## [Written exercise]
Write out all of the lines below with the requests unchanged, multiplying every coordinate in the answers by 1.85 and rounding each result to a whole number, with halves rounded up. Omit the pictures from your answer.
— begin Data for this task —
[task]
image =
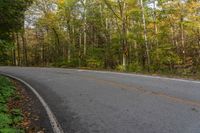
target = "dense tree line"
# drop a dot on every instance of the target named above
(12, 15)
(132, 35)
— end Data for this task —
## [Response to the task]
[task]
image =
target = "dense tree line"
# drop a dot on every instance of the target named above
(22, 28)
(244, 65)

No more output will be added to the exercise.